## Aim of the task
Reproduce the passage on Puritan liberty below verbatim, between "For the Puritans, the" and "punished or exiled.", inclusive.

## Text excerpt
▼

By contrast, moral liberty, the only kind of liberty supported by the Puritans, “is the proper end and object of authority, and cannot subsist without it; and it is a liberty to that only which is good, just, and honest.” Moral liberty means the freedom to do only what God commands and “Christ allows you,” which was of course determined by the clergy and divinely-appointed rulers; it was the liberty to “quietly and cheerfully submit unto that authority which is set over you, in all the administrations of it, for your good.” In other words, moral liberty is the liberty to obey and submit to God’s commands. Moral liberty, according to Winthrop, can only be “maintained and exercised in a way of subjection to authority; it is the same kind of liberty wherewith Christ hath made us free.”
Either way, both natural and moral liberty require a government with laws that coerce correct thought and action and punish wrongdoers. According to Winthrop and his fellow Puritans, strict obedience to the law (the purpose of which is make men good) is liberating and gives men access to a truer and higher realm of freedom. This view of liberty and its relationship to government is not dissimilar to Aristotle’s injunction in Book V of the Nicomachean Ethics, “what the law does not command, it forbids.” The higher purpose of Puritan law was to make men morally good just as it was for the ancient city. Sitting atop the Puritans’ “City Upon a Hill” were pious magistrates who made laws about family life, community manners and mores, church affairs, education, dress, sexual practices, business and commercial transactions, and politics. The Puritans controlled virtually all aspects of life, both spiritual and material. The purpose of their laws was to form communities into integrated wholes defined by God’s laws and the “common good.”
This is why the Puritans did not and could not separate the individual’s spiritual life from his political and communal life. There could be no separation of church and State for the Puritans. The two were inextricably linked. The Puritans believed that a society of regenerate men represented the body of Christ, which meant that all selfishness and individualism must be eradicated and replaced with obedience and submission to the laws made by “men of wisdom and virtue.” The Puritans viewed society as a hierarchically-arranged organic whole, and the glue that held it all together was Christian love, sacrifice, and obedience to God’s law. In this community of visible saints, the individual was bound to the “common good” of the whole community, which meant in practice to the divinely-inspired dictates of the magistrates. The Puritans did not believe, as the founders of 1787 would later come to accept, that society was an aggregation of individuals with rights to order their own lives free of government diktats.
For the Puritans, the State must not only regulate misconduct, it must also inspire and direct all conduct toward virtue, God, and the common good. The Puritans’ purpose in coming to America was, after all, to create Godly communities in which there could be no dissent from the truth. Those who did not follow God’s word as interpreted by their divines and magistrates would be punished or exiled.
Not surprisingly, the Puritans did not and could not sustain a moral-theological regime of this intensity for more than a couple of decades. The bottom line was this: the idea of Christian love is anathema to human nature and to man’s noblest and highest aspirations. In other words, it is a false and therefore immoral teaching. It was bound to fail. After the zeal of the first generation had subsided, the main trend of New England life for the rest of the century was toward greater liberalization. The infusion of new blood into the colonies and the continual process of westward movement and settlement had the effect of breaking down the walls of high-minded Puritan moralism. Eventually the spirit of Christian love and “common-good” Protestantism gave way in the public realm to the spirit of Enlightenment liberalism, which was a reality-based, reason-promoting philosophy grounded in the necessary requirements of human flourishing, but in the private realm it remained as strong as ever. And therein lies the contradiction.

▲

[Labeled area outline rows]
▼

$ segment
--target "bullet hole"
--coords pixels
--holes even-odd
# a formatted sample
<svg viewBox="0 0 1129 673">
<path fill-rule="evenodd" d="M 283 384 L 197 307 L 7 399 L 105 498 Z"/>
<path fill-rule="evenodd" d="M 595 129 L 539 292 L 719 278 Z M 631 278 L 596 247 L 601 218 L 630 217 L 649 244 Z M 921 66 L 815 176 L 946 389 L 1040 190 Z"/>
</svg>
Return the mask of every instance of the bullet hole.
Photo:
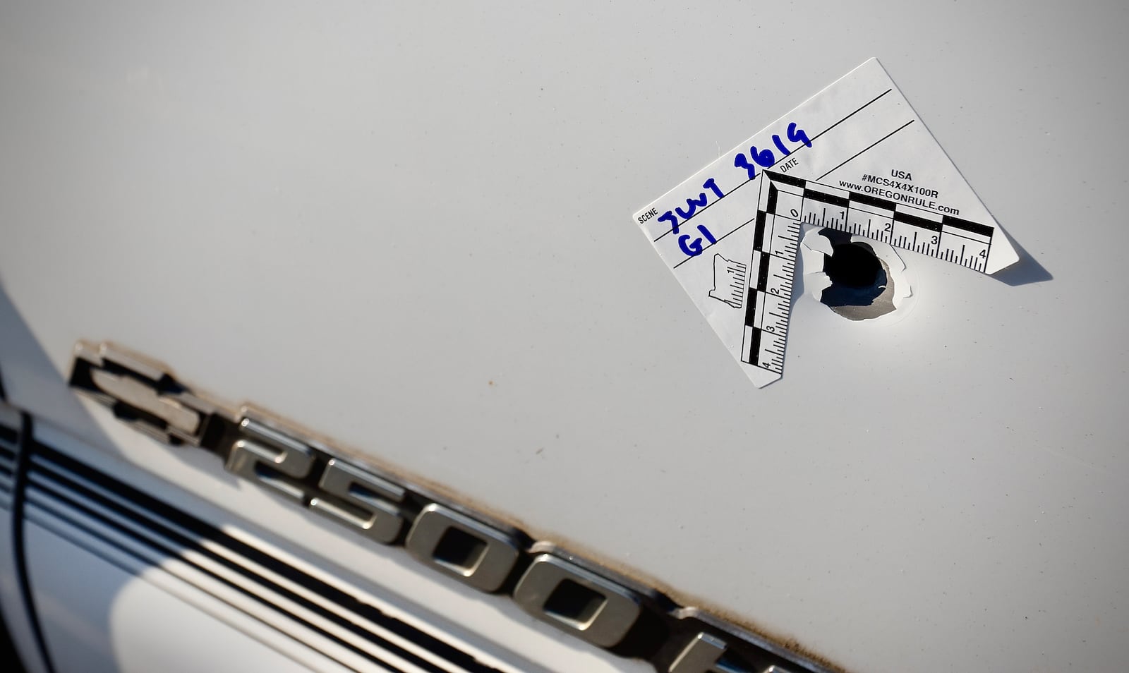
<svg viewBox="0 0 1129 673">
<path fill-rule="evenodd" d="M 803 248 L 805 264 L 812 269 L 813 296 L 848 320 L 881 317 L 911 296 L 903 274 L 905 265 L 884 243 L 834 229 L 813 229 L 804 236 Z M 899 283 L 904 287 L 896 287 Z"/>
<path fill-rule="evenodd" d="M 865 243 L 833 244 L 823 261 L 831 285 L 821 301 L 831 306 L 870 306 L 886 290 L 889 277 L 882 260 Z"/>
</svg>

▲

## Response to this task
For the Puritans, the State must not only regulate misconduct, it must also inspire and direct all conduct toward virtue, God, and the common good. The Puritans’ purpose in coming to America was, after all, to create Godly communities in which there could be no dissent from the truth. Those who did not follow God’s word as interpreted by their divines and magistrates would be punished or exiled.